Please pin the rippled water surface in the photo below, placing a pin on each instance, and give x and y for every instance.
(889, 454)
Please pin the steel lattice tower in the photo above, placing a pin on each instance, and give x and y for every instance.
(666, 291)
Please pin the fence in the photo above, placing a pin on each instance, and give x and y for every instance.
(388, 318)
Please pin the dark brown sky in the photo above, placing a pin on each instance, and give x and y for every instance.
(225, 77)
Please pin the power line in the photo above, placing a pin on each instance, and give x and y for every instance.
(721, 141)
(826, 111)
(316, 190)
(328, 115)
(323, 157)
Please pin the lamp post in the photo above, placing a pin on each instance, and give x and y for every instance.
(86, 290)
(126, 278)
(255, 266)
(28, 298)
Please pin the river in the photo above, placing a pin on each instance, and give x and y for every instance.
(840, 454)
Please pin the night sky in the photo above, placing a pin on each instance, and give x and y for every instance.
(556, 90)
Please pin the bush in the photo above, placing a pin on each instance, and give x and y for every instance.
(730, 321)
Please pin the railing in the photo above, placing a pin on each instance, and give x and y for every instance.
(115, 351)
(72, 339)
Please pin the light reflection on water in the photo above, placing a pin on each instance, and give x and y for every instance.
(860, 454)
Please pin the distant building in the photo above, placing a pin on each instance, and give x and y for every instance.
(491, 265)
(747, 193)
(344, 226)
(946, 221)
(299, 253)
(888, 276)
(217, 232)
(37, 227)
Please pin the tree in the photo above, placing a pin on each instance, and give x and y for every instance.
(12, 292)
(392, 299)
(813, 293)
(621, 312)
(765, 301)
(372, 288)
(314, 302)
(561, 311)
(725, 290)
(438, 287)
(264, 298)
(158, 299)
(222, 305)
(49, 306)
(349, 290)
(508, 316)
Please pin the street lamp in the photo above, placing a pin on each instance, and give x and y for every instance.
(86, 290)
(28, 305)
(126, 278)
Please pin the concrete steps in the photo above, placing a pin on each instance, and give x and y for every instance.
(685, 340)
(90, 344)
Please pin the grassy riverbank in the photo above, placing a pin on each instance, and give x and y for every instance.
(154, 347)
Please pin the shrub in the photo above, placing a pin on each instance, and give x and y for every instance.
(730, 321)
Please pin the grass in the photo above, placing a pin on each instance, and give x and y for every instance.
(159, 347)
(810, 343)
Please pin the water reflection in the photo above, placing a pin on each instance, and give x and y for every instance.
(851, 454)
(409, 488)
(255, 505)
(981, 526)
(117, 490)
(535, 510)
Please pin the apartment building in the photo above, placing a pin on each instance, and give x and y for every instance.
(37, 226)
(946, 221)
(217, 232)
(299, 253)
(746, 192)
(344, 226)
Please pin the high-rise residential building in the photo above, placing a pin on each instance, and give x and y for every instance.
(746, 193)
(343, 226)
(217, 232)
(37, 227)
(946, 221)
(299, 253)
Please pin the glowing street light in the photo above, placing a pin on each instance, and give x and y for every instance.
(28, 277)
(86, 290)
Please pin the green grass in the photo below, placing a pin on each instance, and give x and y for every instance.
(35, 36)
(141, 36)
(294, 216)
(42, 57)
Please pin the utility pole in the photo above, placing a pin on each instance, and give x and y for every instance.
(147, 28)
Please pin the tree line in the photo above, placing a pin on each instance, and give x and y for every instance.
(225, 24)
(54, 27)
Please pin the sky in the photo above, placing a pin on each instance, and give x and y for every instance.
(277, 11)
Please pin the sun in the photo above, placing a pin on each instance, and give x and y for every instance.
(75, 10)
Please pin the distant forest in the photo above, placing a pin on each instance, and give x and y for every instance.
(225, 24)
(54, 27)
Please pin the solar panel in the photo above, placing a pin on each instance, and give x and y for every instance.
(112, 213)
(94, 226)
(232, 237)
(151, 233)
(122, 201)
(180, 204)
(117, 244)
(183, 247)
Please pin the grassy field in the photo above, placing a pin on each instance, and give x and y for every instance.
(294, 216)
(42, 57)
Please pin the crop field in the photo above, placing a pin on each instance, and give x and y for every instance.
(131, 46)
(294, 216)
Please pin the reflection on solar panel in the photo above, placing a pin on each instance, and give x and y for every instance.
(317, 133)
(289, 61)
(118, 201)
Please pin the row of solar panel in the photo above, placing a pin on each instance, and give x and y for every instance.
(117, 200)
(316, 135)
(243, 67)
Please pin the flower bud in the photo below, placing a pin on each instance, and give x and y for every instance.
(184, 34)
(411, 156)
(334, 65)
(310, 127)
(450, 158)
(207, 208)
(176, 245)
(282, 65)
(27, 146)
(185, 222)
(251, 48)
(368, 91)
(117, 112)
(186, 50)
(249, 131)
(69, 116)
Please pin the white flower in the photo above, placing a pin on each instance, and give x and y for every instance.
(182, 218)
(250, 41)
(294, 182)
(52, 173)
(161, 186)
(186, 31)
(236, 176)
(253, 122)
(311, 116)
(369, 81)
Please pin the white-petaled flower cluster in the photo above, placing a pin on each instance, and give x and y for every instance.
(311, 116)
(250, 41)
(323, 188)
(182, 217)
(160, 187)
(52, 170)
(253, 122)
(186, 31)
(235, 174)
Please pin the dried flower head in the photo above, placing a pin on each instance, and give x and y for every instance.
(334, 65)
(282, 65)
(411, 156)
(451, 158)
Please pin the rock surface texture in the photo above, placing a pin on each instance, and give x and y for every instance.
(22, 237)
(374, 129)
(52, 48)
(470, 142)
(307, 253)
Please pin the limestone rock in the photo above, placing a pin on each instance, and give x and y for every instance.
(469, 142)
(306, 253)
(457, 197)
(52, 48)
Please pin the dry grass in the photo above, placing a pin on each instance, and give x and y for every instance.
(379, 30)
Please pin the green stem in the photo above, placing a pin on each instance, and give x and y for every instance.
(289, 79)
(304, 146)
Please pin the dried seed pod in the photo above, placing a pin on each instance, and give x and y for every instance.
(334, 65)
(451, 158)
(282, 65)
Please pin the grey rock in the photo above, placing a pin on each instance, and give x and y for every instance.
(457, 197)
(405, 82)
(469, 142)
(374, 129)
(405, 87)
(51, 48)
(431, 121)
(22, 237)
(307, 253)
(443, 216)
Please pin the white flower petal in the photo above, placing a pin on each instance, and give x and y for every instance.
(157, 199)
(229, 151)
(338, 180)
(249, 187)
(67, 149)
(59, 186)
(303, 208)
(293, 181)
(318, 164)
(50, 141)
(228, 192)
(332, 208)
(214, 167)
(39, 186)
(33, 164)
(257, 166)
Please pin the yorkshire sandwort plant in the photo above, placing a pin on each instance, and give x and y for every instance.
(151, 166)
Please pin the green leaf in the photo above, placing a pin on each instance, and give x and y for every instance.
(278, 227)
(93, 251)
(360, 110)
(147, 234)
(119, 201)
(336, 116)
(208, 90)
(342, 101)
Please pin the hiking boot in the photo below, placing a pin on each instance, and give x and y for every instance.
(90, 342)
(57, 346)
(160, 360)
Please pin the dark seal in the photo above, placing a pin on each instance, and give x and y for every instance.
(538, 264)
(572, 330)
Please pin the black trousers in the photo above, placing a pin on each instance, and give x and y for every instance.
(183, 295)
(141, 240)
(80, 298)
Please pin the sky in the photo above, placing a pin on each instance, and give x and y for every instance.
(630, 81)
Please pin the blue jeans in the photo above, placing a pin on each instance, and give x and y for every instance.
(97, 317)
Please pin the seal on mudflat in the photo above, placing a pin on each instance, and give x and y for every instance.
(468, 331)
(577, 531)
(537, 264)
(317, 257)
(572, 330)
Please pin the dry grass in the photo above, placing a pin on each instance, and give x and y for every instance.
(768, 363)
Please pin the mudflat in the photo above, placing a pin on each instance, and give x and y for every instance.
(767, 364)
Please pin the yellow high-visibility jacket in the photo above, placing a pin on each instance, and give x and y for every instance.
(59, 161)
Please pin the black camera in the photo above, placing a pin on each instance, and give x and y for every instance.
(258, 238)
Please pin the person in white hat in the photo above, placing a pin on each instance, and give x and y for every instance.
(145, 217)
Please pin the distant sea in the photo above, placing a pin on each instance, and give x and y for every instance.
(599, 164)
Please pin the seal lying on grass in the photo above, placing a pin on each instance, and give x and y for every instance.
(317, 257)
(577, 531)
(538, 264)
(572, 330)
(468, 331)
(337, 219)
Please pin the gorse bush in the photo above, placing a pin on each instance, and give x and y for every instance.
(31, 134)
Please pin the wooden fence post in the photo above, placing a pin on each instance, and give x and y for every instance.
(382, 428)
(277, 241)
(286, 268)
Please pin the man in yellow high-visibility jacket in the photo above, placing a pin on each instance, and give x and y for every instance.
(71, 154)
--------
◆ **JOB**
From the line containing "Please pin the black camera" through the closing line of the material above, return every line exactly and omit all others.

◆ **RESULT FOR THIS TASK**
Please pin the black camera in the photo above, placing a pin on each instance, and give x and y for every instance.
(258, 238)
Please pin the person in white hat in the photo above, placing a pin on each instance, and give x and y for every instance.
(145, 217)
Please pin the distant sea in the photo above, placing a pin on each instance, and give x and y for every instance.
(599, 164)
Please pin the seal lying on grass in the photo above, placing a pin on each instance, and give x and y for every instance.
(317, 257)
(577, 531)
(538, 264)
(572, 330)
(468, 331)
(337, 219)
Please pin the gorse bush in the photo above, placing a pin on each instance, and give x and y for every instance.
(31, 134)
Please pin the wooden fence post in the photo above, placing a pin on each instance, and give x and y for every instance.
(382, 428)
(277, 241)
(286, 268)
Please pin the man in yellow high-visibility jacket in the photo above, placing a pin on each instance, and give x and y for every instance.
(71, 154)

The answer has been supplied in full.